▶ **課題の内容**
1: 「苦痛と癒し」の文章のうち、「死にたいけどトッポッキは食べたい 付録:憂鬱の純機能【苦痛と癒し】」から始まって「命になったり、自分自身にかじりついたり。」で終わる部分を、一字も変えずに書き写してください。
2: 「苦痛と癒し」の文章で「そういうとき本を読む。」から始まる段落を、大事な内容を残したまま短い箇条書きにしてください。

··· 分析用の文章

なななのゆるゆる翻訳

自分が翻訳したいと思った歌詞・本だけをゆるく訳してます。

死にたいけどトッポッキは食べたい 付録:憂鬱の純機能【苦痛と癒し】

 足りなかったと実感するときがある。それが愛だろうと、仕事だろうと、すべて終わってから「あぁ、あの時至らなかったんだな、あの時私が間違っていたんだな」こんな感情は苦痛と癒しを同時に与える。また戻れないという苦痛ともう同じ間違いを繰り返さないんだナという癒し。それが仕事なら癒しが大きいが、愛なら苦痛が大きい時が多い。また繰り返さないようにしないとと気づく瞬間相手は私のそばにいないからだ。

 戻ることのできない愛のうわべを黙って抱いて私たちができることなど特にない。黙々と日常を持続したり、戻ってこない感情を捕まえるのに一生懸命になったり、自分自身にかじりついたり。

 そういうとき本を読む。解決できない感情を他人に終わりなく吐き出すことほどの拷問はない。私や相手にとってすべて意味のない感情消耗の繰り返しになるだけだ。しかし本は違う。私の考えと、私の状況のような本を薬を見つけるように見つけて迷って紙がすりへるほど読んでまた読んで、列を作ってまた並んでも本は私から顔を背けたりはしない。嫌がったりしない。結局長い時間を使って解決策を得て、治療されるまで静かに長い間待ってあげる。本の最も大きな魅力のうちの一つだ。

······
··· 提供資料

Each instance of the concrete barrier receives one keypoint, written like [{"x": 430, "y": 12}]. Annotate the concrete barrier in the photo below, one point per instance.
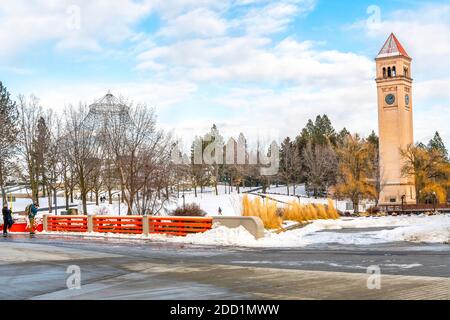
[{"x": 254, "y": 225}]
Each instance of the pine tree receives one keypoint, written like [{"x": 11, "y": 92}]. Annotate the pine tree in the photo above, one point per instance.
[
  {"x": 437, "y": 144},
  {"x": 431, "y": 172},
  {"x": 356, "y": 170},
  {"x": 8, "y": 136}
]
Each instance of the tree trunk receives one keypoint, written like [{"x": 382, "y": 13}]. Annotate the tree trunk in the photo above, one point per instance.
[
  {"x": 66, "y": 196},
  {"x": 50, "y": 206},
  {"x": 355, "y": 205},
  {"x": 84, "y": 200}
]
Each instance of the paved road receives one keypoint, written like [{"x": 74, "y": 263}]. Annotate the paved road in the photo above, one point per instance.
[{"x": 140, "y": 269}]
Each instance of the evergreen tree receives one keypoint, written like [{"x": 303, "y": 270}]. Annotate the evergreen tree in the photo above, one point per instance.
[
  {"x": 437, "y": 144},
  {"x": 8, "y": 136},
  {"x": 356, "y": 170}
]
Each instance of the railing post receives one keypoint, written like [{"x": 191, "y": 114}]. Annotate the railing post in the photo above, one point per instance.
[
  {"x": 90, "y": 224},
  {"x": 145, "y": 225},
  {"x": 45, "y": 222}
]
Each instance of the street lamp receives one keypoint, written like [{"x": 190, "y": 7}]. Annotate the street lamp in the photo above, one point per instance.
[
  {"x": 184, "y": 203},
  {"x": 434, "y": 201},
  {"x": 118, "y": 195}
]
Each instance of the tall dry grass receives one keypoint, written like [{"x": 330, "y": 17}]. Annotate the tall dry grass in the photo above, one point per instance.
[
  {"x": 265, "y": 209},
  {"x": 294, "y": 211}
]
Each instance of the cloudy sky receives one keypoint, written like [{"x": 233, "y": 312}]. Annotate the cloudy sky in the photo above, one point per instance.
[{"x": 256, "y": 66}]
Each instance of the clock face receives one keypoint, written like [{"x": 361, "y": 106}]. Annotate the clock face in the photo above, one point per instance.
[{"x": 390, "y": 99}]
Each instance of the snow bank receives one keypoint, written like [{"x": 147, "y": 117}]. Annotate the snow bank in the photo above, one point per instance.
[
  {"x": 435, "y": 229},
  {"x": 426, "y": 229}
]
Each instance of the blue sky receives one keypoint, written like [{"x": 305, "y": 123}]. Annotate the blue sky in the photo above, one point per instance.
[{"x": 253, "y": 66}]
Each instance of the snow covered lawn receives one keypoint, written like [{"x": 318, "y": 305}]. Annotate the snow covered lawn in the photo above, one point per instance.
[{"x": 425, "y": 229}]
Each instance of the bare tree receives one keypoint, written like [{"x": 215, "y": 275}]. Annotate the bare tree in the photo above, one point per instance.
[
  {"x": 320, "y": 164},
  {"x": 30, "y": 112},
  {"x": 138, "y": 150},
  {"x": 81, "y": 147}
]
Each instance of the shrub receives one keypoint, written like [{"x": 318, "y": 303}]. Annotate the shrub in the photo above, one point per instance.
[{"x": 190, "y": 210}]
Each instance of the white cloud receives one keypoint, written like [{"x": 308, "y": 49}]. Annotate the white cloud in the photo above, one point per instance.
[
  {"x": 199, "y": 22},
  {"x": 425, "y": 34},
  {"x": 159, "y": 94},
  {"x": 85, "y": 25}
]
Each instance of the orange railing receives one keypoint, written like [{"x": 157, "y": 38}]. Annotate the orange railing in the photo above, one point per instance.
[
  {"x": 179, "y": 226},
  {"x": 67, "y": 223},
  {"x": 116, "y": 224}
]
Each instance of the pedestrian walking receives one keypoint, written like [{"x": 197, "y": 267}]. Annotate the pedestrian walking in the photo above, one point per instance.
[
  {"x": 7, "y": 219},
  {"x": 32, "y": 210}
]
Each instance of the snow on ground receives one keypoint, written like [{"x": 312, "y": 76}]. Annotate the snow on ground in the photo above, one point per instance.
[
  {"x": 230, "y": 203},
  {"x": 424, "y": 229}
]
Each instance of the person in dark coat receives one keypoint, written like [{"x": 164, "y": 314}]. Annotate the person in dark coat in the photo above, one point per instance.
[{"x": 7, "y": 219}]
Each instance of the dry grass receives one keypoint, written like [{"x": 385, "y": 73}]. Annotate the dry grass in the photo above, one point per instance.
[
  {"x": 265, "y": 209},
  {"x": 294, "y": 211}
]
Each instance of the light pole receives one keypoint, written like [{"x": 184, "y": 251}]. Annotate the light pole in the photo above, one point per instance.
[{"x": 434, "y": 201}]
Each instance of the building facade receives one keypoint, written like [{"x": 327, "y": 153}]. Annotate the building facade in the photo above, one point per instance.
[{"x": 395, "y": 121}]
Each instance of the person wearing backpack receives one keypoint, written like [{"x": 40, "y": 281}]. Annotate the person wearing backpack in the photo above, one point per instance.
[
  {"x": 31, "y": 210},
  {"x": 7, "y": 219}
]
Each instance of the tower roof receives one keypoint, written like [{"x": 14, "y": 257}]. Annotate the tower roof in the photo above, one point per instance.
[{"x": 392, "y": 48}]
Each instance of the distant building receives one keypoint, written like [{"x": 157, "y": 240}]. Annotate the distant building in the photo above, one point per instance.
[{"x": 395, "y": 121}]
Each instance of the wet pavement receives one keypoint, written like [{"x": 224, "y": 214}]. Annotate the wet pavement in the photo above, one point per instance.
[{"x": 143, "y": 269}]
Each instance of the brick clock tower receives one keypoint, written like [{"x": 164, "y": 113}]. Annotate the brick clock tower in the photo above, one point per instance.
[{"x": 395, "y": 121}]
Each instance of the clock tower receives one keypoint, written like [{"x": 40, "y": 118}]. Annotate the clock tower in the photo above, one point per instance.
[{"x": 395, "y": 121}]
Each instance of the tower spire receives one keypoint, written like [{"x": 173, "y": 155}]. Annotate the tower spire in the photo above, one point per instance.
[{"x": 392, "y": 47}]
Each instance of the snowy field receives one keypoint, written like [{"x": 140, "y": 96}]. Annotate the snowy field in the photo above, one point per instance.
[
  {"x": 230, "y": 203},
  {"x": 346, "y": 231},
  {"x": 418, "y": 229}
]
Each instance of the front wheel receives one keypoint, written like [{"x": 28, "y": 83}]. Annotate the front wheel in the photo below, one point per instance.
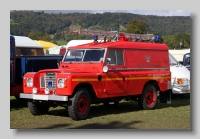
[
  {"x": 79, "y": 105},
  {"x": 148, "y": 98}
]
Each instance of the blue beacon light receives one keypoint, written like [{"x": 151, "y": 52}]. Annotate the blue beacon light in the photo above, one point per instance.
[
  {"x": 95, "y": 38},
  {"x": 157, "y": 38}
]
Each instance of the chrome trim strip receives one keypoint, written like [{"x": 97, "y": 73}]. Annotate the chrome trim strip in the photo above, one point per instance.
[
  {"x": 138, "y": 69},
  {"x": 43, "y": 97}
]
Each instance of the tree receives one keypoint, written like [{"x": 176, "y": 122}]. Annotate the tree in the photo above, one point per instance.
[
  {"x": 137, "y": 26},
  {"x": 37, "y": 35}
]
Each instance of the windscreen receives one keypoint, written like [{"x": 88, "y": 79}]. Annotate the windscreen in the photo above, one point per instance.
[{"x": 84, "y": 55}]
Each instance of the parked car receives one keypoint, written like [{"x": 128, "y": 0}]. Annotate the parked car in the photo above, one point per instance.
[{"x": 180, "y": 77}]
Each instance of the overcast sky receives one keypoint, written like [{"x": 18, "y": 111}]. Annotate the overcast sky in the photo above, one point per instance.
[{"x": 142, "y": 12}]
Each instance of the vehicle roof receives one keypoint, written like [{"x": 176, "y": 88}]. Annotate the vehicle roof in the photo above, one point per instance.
[
  {"x": 26, "y": 42},
  {"x": 123, "y": 44}
]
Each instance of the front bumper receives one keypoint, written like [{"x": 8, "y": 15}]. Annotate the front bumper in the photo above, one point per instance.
[
  {"x": 181, "y": 89},
  {"x": 43, "y": 97}
]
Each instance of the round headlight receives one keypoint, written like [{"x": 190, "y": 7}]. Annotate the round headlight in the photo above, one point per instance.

······

▶ **課題ごとの答え**
1:
死にたいけどトッポッキは食べたい 付録:憂鬱の純機能【苦痛と癒し】

 足りなかったと実感するときがある。それが愛だろうと、仕事だろうと、すべて終わってから「あぁ、あの時至らなかったんだな、あの時私が間違っていたんだな」こんな感情は苦痛と癒しを同時に与える。また戻れないという苦痛ともう同じ間違いを繰り返さないんだナという癒し。それが仕事なら癒しが大きいが、愛なら苦痛が大きい時が多い。また繰り返さないようにしないとと気づく瞬間相手は私のそばにいないからだ。

 戻ることのできない愛のうわべを黙って抱いて私たちができることなど特にない。黙々と日常を持続したり、戻ってこない感情を捕まえるのに一生懸命になったり、自分自身にかじりついたり。

2:
- そういうときは本を読む。
- 解決できない感情を他人に終わりなく吐き出すのは拷問で、自分にも相手にも意味のない感情消耗の繰り返しになるだけだ。
- 本は違う。自分の考えや状況に似た本を薬のように探し、すりへるほど何度も読み返しても、本は顔を背けたり嫌がったりしない。
- 本は、長い時間をかけて解決策を得て治療されるまで、静かに長く待ってくれる。
- それが本の最も大きな魅力の一つだ。